# Aim of the task
For this exercise, please find the lines in the entries that include the word "after" and copy them.

# Excerpted data
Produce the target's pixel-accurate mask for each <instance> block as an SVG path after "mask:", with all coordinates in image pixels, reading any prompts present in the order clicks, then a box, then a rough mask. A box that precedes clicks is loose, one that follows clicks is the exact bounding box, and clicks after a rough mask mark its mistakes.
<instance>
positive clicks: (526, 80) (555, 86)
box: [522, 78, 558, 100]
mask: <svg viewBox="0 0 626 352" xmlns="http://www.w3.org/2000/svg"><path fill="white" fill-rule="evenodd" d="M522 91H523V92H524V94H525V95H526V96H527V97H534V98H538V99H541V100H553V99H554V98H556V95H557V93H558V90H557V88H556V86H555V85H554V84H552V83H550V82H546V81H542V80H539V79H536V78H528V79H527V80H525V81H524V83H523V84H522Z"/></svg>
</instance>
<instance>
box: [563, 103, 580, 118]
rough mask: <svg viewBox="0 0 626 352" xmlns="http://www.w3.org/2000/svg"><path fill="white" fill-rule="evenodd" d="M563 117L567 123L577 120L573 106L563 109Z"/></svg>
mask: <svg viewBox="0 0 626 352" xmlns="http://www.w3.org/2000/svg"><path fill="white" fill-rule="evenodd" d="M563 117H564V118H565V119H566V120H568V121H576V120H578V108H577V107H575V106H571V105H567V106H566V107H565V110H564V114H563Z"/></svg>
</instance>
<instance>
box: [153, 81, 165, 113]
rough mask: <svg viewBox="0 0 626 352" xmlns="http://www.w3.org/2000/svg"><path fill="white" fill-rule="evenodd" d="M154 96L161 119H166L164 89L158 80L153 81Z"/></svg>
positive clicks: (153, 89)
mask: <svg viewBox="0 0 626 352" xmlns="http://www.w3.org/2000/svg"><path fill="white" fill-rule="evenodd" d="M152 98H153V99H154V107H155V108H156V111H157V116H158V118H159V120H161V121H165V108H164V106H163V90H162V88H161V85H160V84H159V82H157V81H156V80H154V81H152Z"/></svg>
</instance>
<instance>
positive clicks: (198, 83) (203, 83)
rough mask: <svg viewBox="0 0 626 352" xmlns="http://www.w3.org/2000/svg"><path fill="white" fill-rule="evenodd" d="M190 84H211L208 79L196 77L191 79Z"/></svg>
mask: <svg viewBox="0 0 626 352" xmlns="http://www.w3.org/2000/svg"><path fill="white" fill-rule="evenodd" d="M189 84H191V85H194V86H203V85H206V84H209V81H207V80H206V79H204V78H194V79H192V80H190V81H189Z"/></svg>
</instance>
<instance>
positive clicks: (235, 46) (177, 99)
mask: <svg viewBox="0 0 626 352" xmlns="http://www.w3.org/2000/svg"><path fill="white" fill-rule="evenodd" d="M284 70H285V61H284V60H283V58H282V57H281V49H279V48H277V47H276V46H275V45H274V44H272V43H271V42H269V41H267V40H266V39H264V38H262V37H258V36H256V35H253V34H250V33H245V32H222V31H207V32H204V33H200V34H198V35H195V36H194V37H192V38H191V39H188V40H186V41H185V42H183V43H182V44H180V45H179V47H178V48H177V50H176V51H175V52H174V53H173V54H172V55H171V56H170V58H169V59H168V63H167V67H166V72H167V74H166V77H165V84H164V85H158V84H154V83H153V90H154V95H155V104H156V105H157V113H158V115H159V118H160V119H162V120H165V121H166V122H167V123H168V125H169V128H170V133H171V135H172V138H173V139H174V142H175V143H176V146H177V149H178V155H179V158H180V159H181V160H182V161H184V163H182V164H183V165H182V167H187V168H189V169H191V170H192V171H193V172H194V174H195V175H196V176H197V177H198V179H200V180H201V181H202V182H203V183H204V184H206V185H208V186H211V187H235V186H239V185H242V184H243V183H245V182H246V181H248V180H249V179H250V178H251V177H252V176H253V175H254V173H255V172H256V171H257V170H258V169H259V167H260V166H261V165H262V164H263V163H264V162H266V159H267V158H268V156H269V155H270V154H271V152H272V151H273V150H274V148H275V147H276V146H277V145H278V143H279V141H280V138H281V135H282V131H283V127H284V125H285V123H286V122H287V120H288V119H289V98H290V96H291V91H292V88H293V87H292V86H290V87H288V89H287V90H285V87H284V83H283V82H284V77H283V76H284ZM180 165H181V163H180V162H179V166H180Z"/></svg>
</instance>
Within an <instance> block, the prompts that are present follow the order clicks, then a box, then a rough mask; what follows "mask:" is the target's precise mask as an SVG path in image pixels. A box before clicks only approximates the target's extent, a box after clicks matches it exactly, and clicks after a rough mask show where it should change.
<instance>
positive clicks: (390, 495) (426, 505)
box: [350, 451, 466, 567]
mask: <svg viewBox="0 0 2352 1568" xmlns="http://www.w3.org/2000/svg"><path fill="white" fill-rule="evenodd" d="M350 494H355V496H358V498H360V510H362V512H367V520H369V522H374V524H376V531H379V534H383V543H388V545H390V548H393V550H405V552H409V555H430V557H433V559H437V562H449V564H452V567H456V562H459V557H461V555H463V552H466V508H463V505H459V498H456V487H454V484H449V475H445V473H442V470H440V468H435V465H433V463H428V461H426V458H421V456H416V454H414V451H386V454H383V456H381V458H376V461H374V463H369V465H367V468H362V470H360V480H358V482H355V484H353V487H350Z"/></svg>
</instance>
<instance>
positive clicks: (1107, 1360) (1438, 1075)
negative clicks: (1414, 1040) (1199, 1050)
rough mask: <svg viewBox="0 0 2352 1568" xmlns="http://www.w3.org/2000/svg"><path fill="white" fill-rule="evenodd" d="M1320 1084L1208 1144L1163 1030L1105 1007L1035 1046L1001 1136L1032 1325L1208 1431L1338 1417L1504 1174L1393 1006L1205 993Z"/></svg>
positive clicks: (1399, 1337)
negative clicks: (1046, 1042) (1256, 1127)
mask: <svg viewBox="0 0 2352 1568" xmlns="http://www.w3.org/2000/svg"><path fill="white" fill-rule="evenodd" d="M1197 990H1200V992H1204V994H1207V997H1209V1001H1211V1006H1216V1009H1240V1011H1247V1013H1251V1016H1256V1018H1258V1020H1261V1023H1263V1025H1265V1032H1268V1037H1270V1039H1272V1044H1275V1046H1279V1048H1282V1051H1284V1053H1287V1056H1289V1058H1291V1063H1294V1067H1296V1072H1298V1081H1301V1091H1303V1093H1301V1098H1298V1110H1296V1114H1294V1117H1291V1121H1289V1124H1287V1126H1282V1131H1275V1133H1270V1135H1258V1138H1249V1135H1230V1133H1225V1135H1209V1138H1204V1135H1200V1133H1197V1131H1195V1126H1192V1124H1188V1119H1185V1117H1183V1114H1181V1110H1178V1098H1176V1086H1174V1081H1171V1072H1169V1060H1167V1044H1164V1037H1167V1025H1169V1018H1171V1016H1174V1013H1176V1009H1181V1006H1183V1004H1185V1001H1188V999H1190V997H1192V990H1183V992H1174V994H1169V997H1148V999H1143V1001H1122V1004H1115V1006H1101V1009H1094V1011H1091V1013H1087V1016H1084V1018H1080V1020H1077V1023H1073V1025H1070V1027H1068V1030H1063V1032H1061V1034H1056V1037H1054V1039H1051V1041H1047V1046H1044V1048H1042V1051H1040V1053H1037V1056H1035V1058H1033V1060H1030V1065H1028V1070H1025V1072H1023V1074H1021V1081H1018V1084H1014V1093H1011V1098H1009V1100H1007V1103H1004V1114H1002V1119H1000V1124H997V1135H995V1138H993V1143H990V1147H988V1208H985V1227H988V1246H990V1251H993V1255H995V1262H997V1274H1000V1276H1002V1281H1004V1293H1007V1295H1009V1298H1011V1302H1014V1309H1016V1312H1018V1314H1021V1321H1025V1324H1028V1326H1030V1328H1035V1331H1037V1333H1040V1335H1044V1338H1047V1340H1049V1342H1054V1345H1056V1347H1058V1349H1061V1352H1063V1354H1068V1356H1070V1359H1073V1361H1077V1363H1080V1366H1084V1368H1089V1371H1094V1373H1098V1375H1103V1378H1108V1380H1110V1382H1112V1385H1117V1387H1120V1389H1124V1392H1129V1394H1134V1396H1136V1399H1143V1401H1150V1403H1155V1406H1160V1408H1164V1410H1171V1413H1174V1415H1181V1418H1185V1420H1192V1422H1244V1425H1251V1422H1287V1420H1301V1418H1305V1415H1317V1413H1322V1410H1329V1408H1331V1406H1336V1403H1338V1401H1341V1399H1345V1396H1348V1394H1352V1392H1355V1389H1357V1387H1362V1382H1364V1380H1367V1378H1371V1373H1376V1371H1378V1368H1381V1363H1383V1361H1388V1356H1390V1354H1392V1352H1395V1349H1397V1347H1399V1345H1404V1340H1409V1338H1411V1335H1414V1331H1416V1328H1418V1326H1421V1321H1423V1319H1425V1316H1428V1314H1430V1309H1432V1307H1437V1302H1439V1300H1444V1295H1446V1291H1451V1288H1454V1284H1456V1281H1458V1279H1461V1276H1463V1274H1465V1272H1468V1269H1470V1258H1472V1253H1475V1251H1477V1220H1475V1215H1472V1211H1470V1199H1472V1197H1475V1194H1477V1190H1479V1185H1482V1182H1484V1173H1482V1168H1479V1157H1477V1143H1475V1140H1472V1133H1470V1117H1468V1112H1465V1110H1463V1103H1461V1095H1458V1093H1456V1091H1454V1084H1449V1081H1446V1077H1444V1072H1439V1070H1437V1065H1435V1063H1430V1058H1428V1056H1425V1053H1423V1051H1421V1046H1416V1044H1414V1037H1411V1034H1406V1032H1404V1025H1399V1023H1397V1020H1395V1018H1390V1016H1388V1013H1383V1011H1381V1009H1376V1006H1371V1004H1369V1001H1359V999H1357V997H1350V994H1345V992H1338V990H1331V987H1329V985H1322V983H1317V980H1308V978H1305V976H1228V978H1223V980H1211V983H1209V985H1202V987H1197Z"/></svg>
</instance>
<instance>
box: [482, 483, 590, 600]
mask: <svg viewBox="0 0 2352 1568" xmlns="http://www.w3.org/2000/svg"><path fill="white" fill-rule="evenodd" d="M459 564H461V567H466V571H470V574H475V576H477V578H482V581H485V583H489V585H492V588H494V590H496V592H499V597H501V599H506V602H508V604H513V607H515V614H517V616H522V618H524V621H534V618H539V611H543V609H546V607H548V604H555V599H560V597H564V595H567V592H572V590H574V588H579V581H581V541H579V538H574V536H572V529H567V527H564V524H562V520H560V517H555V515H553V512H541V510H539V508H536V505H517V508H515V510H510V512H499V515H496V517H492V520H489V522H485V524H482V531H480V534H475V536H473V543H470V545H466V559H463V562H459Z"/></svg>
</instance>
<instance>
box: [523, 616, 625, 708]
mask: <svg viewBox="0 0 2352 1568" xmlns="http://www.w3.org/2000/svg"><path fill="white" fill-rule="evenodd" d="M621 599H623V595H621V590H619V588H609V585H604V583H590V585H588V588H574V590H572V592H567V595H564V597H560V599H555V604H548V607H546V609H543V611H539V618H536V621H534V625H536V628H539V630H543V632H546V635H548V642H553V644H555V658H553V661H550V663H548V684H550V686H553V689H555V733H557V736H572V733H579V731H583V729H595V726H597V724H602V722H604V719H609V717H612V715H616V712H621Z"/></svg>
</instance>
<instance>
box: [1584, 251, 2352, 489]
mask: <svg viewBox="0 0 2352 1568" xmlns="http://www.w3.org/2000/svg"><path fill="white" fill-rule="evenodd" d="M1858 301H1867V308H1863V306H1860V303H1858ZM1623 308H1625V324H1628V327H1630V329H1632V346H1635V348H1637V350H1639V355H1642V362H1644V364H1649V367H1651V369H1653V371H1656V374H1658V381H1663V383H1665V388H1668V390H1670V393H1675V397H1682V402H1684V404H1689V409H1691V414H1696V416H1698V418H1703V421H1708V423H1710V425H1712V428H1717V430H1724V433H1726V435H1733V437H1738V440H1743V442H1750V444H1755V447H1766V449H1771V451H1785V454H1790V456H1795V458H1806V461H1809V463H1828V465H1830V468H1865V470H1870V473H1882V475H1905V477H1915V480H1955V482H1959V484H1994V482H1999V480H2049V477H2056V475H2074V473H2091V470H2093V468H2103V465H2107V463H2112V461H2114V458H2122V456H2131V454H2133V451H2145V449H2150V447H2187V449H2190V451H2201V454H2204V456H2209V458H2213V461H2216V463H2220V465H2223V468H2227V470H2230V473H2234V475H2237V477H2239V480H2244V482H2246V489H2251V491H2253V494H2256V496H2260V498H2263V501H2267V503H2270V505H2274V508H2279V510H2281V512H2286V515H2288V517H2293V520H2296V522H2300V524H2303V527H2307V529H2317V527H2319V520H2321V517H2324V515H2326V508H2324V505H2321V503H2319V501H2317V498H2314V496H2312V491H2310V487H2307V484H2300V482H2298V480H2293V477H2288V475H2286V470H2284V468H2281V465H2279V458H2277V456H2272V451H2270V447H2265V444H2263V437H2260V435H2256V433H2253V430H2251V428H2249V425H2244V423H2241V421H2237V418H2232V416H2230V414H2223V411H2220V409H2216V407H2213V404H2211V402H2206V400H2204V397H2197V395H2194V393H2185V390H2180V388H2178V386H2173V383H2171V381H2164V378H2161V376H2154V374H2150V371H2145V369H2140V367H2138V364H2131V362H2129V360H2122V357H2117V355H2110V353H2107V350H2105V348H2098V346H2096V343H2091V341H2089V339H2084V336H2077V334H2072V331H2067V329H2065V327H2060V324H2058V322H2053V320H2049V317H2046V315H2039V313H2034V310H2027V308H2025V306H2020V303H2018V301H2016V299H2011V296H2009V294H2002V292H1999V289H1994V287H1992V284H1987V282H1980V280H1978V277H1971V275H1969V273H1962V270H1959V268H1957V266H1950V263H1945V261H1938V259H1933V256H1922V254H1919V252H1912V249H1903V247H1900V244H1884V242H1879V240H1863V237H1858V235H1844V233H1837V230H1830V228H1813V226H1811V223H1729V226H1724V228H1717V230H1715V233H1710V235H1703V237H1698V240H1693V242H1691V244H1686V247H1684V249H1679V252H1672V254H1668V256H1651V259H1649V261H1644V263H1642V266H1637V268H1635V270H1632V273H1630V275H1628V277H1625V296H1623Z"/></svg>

# Result of the exercise
Produce the target's pixel-accurate mask for each <instance> block as an SVG path after "mask:", with all coordinates in image pixels, reading any prompts present in the order clicks, then a box, then a rough mask. A box that precedes clicks is loose, one that follows clicks is the exact bounding box, and clicks after a rough mask mark its mistakes.
Within an <instance> block, the prompts that are present follow the order clicks, then a box, then a rough mask; what follows "mask:" is the target's precise mask as an SVG path in image pixels. A box before clicks only approximates the target's extent, a box after clicks matches it exactly, and clicks after a rough mask show where it should change.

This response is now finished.